### Exercise requirements
Each line from the one that contains "the white subway" to the end of the material must be set down exactly, and no line before it.

### Data to use

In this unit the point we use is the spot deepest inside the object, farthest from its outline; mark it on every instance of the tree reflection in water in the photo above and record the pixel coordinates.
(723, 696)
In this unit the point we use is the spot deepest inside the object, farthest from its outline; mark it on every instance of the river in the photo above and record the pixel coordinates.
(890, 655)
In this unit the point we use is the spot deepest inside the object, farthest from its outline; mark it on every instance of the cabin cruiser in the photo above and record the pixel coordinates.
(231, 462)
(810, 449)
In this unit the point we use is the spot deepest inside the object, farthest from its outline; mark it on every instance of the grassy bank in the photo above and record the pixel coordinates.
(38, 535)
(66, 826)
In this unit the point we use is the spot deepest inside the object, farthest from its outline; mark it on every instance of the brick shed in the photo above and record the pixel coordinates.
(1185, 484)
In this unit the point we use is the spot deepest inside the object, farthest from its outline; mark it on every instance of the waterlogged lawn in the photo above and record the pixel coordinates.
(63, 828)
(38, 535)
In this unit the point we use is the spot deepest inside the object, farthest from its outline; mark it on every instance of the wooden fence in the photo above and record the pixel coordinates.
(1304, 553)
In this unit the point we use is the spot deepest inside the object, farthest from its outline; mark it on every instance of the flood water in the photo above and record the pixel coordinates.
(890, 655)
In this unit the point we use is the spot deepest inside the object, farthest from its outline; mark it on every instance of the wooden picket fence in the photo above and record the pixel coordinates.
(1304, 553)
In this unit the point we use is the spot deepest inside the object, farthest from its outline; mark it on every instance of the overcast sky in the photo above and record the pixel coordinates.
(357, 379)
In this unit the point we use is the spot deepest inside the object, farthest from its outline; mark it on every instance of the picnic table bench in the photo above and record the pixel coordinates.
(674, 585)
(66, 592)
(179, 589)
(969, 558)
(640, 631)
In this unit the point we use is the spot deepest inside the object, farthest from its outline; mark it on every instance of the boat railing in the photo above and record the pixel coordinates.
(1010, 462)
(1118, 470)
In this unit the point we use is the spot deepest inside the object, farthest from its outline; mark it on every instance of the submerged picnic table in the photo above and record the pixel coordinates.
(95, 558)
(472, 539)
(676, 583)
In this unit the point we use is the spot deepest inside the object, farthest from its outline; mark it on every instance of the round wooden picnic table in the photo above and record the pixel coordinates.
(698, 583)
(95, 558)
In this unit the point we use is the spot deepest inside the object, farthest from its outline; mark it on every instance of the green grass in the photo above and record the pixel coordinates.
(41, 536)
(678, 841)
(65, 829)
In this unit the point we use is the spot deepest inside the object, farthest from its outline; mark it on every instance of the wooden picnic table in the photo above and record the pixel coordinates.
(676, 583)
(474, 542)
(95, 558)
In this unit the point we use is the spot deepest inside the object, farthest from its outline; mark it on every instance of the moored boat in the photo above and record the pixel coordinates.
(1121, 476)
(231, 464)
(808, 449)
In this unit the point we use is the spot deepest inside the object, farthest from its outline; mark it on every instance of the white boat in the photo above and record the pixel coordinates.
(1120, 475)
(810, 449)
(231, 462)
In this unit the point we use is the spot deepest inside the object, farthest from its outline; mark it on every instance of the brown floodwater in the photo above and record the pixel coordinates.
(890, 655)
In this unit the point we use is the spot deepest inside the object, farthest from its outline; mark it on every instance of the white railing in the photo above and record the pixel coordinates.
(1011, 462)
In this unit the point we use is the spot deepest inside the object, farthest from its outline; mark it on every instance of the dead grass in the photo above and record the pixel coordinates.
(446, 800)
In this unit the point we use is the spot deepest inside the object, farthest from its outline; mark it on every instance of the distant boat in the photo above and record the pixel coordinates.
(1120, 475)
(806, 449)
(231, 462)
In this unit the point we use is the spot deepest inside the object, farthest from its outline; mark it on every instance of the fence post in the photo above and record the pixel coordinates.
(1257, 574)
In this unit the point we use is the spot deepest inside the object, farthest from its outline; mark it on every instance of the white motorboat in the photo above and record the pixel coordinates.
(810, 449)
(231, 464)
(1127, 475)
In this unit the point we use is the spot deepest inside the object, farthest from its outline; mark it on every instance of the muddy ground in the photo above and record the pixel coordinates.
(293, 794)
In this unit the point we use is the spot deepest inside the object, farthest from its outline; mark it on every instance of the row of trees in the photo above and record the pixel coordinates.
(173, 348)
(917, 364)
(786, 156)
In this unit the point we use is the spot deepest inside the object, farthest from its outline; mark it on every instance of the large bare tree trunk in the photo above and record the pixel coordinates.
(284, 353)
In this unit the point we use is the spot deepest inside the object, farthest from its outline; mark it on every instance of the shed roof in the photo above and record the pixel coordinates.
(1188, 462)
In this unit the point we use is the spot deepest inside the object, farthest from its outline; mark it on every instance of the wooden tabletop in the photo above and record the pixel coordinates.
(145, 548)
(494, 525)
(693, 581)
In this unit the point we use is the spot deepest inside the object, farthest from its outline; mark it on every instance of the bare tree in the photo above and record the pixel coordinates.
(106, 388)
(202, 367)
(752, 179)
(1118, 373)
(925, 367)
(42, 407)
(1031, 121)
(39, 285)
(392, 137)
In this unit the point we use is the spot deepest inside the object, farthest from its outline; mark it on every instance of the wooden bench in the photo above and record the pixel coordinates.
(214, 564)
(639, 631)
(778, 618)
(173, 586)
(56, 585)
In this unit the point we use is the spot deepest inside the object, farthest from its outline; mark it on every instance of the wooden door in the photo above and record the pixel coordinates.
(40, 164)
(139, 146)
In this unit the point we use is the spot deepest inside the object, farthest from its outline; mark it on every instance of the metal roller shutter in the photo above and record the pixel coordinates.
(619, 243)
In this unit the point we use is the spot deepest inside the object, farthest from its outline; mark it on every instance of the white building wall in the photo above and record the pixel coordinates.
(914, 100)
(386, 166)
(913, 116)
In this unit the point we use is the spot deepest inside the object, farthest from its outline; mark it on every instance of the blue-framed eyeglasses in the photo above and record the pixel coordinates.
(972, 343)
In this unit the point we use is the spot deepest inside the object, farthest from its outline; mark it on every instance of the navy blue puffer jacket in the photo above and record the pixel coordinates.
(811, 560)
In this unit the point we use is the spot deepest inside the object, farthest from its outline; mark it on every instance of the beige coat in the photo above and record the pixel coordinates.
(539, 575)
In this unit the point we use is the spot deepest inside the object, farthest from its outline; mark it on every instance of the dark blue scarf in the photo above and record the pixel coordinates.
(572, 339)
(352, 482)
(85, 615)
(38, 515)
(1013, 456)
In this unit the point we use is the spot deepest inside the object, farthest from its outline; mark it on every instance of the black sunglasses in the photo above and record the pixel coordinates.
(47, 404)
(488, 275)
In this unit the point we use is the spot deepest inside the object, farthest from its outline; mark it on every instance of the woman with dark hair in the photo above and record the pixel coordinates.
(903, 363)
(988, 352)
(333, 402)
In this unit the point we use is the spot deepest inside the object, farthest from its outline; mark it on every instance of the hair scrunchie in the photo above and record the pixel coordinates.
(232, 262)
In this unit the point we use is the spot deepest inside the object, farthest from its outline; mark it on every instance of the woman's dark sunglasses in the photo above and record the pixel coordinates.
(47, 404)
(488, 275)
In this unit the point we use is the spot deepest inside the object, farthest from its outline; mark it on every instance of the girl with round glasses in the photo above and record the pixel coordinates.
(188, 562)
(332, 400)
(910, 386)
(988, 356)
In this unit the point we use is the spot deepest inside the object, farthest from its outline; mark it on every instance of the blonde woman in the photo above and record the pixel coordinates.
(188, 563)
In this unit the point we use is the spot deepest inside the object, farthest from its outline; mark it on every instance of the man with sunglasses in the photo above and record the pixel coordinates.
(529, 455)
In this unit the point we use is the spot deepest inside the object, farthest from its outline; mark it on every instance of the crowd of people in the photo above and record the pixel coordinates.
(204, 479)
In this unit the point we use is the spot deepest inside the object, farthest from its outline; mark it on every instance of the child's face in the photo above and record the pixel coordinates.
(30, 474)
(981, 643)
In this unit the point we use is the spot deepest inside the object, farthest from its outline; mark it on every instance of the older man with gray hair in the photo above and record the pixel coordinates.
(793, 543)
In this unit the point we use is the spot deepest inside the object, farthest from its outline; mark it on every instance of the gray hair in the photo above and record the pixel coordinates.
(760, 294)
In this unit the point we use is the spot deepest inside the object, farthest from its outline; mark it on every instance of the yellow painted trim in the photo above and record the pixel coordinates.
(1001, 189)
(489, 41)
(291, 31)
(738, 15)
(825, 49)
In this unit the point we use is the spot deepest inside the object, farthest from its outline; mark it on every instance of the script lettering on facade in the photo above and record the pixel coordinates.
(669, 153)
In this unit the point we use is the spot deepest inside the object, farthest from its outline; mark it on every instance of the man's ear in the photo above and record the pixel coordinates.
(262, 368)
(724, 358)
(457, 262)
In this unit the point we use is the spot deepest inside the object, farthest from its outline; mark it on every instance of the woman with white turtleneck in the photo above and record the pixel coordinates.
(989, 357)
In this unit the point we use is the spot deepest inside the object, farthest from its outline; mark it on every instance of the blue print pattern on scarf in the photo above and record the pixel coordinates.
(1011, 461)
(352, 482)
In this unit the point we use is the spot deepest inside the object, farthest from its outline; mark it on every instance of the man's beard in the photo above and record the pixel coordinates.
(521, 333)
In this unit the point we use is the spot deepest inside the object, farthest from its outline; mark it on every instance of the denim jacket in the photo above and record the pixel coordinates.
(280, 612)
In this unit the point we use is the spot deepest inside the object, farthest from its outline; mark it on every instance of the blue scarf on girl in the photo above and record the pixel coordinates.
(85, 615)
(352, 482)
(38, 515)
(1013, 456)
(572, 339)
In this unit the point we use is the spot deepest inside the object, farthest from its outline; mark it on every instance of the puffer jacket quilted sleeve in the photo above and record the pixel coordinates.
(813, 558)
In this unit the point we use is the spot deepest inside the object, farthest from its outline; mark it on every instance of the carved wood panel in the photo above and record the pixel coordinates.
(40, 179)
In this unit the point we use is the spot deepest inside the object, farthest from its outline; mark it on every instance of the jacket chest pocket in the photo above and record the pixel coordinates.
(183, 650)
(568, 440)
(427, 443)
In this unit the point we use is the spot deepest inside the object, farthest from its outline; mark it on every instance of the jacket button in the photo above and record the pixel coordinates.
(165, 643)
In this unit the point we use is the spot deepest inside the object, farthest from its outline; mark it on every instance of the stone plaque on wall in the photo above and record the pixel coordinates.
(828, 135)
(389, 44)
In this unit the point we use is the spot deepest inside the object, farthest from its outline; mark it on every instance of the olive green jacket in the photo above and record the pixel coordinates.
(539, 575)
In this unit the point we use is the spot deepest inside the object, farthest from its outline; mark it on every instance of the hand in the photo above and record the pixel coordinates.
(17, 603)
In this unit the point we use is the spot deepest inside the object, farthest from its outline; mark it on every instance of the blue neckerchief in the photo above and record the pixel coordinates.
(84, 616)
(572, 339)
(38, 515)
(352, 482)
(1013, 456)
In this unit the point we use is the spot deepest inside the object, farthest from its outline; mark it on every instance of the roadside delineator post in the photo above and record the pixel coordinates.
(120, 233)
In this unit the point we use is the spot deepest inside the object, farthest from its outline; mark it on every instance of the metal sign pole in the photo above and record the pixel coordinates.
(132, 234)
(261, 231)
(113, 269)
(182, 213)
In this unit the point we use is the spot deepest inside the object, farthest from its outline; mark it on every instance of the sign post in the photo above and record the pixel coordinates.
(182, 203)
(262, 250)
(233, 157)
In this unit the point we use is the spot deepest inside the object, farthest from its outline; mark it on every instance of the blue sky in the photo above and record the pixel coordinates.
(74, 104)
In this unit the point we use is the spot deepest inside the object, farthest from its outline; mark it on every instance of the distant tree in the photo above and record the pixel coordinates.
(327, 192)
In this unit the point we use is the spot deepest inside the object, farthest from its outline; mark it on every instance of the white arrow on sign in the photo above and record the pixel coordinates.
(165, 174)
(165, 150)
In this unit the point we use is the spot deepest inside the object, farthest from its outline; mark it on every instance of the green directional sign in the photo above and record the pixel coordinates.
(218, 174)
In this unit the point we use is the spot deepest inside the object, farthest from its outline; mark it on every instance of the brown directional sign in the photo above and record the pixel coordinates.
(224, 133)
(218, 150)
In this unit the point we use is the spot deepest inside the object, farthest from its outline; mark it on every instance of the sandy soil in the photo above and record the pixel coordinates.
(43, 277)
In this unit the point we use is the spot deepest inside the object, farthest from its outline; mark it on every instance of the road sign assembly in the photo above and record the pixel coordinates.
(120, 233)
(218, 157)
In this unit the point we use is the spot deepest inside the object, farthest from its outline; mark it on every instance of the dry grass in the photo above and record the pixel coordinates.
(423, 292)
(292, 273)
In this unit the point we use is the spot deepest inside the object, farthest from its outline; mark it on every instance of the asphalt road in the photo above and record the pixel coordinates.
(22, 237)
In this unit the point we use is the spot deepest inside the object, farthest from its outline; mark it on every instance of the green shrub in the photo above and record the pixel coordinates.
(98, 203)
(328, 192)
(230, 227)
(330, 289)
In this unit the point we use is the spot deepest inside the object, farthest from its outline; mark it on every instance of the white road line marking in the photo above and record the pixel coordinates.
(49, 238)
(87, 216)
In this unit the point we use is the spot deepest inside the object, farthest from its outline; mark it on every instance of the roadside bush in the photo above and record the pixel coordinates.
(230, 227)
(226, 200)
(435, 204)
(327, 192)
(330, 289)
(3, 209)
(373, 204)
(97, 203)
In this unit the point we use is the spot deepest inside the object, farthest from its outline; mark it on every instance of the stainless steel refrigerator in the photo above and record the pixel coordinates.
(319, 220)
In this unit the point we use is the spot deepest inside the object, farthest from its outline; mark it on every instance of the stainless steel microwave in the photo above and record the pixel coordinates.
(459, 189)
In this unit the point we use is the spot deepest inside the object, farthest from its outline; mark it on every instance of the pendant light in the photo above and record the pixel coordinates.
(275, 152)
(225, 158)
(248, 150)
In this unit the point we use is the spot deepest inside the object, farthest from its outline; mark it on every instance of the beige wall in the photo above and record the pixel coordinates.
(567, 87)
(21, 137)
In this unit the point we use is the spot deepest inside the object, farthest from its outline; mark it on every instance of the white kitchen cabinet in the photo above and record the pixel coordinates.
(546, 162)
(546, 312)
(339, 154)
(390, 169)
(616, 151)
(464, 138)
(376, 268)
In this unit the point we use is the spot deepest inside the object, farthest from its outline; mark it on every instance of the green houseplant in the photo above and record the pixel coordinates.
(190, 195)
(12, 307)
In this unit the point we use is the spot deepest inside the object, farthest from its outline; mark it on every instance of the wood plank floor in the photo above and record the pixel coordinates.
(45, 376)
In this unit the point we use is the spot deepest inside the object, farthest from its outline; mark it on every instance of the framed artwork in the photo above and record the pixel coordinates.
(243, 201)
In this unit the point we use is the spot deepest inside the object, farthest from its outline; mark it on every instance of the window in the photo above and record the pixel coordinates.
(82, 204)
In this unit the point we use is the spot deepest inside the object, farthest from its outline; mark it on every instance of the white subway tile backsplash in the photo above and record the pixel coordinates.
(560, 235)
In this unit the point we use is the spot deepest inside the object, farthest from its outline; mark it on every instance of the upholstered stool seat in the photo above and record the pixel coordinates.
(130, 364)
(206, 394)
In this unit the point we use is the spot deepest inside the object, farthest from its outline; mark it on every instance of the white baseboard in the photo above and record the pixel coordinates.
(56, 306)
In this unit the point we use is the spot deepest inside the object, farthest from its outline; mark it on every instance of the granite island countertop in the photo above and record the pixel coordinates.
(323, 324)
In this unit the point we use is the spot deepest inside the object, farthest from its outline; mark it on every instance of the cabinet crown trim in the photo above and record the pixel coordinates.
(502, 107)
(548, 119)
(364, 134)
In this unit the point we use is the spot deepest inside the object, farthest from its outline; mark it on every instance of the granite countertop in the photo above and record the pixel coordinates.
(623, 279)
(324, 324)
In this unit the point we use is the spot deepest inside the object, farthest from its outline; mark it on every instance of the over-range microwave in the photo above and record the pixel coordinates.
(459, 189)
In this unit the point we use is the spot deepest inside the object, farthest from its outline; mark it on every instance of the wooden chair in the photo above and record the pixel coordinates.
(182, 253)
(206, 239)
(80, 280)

### Full output
In this unit the point we use is the spot deepest inside the object, farthest from its outline; mark it on every instance of the white subway tile backsplash in the photo above and record the pixel coordinates.
(560, 235)
In this unit the point we use is the spot deepest inside the object, farthest from its outline; mark it on every instance of the upholstered stool seat in the photo above and record the pixel coordinates.
(130, 364)
(206, 394)
In this unit the point we use is the spot deepest inside the object, farthest from its outline; mark it on every instance of the white baseboard in the photo above and record the pixel coordinates.
(56, 306)
In this unit the point we use is the spot deepest inside the object, farthest from its outline; mark it on every instance of the granite island countertop in the photo above and record the pixel coordinates.
(323, 324)
In this unit the point we use is the spot deepest inside the object, farthest from its outline; mark it on every instance of the cabinet crown trim in the photo above and record the pixel coordinates.
(502, 107)
(548, 119)
(364, 134)
In this unit the point we use is the spot deepest inside the object, farthest from its outline; mark it on every instance of the granite countertop in the photo above and record the pixel coordinates.
(623, 279)
(324, 324)
In this unit the point we use is the spot deepest inside the object, farthest from its outline; mark it on every instance of the over-range microwave in the photo above and record the pixel coordinates.
(459, 189)
In this unit the point we use is the spot deepest inside the object, farthest from its outline; mark it on every instance of the wooden chair in the photo above and record the pixel coordinates.
(182, 253)
(206, 239)
(80, 280)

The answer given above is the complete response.